Image region labeling entries
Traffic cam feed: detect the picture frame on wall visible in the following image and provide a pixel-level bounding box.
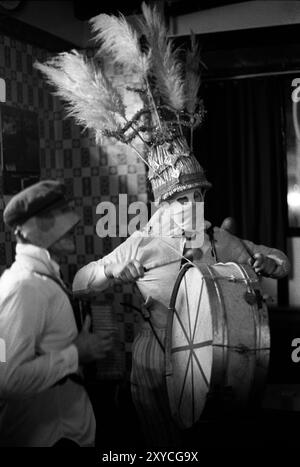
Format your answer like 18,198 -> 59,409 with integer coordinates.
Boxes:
0,104 -> 40,195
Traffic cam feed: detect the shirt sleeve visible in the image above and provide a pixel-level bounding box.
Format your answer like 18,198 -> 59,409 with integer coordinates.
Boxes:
244,240 -> 290,279
0,283 -> 78,399
72,235 -> 141,294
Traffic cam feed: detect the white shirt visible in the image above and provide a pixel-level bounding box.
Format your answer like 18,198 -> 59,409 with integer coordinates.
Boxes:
0,244 -> 95,446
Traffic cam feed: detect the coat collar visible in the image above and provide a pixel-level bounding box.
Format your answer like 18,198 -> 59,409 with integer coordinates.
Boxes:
16,243 -> 60,278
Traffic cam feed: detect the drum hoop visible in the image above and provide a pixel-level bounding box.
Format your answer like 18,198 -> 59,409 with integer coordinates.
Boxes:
165,262 -> 270,428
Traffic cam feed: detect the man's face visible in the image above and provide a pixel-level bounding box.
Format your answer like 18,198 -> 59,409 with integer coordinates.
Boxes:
171,189 -> 204,234
49,228 -> 76,256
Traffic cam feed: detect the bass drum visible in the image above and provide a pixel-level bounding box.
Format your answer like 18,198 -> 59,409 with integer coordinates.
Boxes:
165,263 -> 270,428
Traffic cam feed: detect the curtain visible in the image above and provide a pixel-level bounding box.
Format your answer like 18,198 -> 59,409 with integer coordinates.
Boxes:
194,77 -> 288,303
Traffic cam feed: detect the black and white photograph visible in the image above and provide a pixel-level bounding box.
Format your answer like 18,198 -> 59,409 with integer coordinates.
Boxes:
0,0 -> 300,465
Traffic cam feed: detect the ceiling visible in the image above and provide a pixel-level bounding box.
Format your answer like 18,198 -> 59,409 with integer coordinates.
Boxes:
73,0 -> 254,21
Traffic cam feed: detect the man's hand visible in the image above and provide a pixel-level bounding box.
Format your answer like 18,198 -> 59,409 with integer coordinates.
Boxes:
73,315 -> 113,363
248,253 -> 277,276
104,259 -> 144,283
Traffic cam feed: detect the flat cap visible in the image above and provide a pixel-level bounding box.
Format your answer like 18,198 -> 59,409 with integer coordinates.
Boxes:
3,180 -> 67,228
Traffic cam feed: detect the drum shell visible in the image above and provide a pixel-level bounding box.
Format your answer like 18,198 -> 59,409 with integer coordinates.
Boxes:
166,263 -> 270,428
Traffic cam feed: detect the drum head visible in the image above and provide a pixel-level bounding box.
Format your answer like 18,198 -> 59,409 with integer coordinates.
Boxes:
166,267 -> 213,428
165,263 -> 270,428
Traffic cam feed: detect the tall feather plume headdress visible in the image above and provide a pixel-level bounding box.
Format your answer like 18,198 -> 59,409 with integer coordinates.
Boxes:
35,3 -> 211,202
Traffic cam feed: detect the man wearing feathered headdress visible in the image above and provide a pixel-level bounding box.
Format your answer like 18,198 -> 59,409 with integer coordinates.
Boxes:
38,4 -> 289,446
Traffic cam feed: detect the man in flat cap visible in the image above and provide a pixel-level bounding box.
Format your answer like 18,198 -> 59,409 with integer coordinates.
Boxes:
0,180 -> 112,446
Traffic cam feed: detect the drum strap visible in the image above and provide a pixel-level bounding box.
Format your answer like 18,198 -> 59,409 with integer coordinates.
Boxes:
206,225 -> 218,263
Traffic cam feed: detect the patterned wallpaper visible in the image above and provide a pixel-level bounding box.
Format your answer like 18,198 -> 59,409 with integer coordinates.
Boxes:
0,35 -> 147,372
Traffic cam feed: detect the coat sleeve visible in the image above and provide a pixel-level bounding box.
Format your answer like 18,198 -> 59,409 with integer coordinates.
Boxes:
72,235 -> 141,295
0,282 -> 78,399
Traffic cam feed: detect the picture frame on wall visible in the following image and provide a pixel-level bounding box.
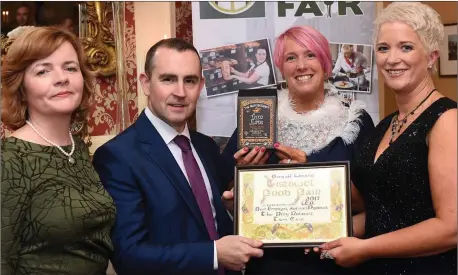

What this task involves:
List every line of the material above that contains the word "coat", treating uppercase and lowercase letters as different.

Task response:
Traffic cam feed: detect the coat collar visible in the image above and provide a pixel-level bounding box.
Traffic cam feed: detect the coat sleeve visible in the image above and provide a pixel-level bounding box.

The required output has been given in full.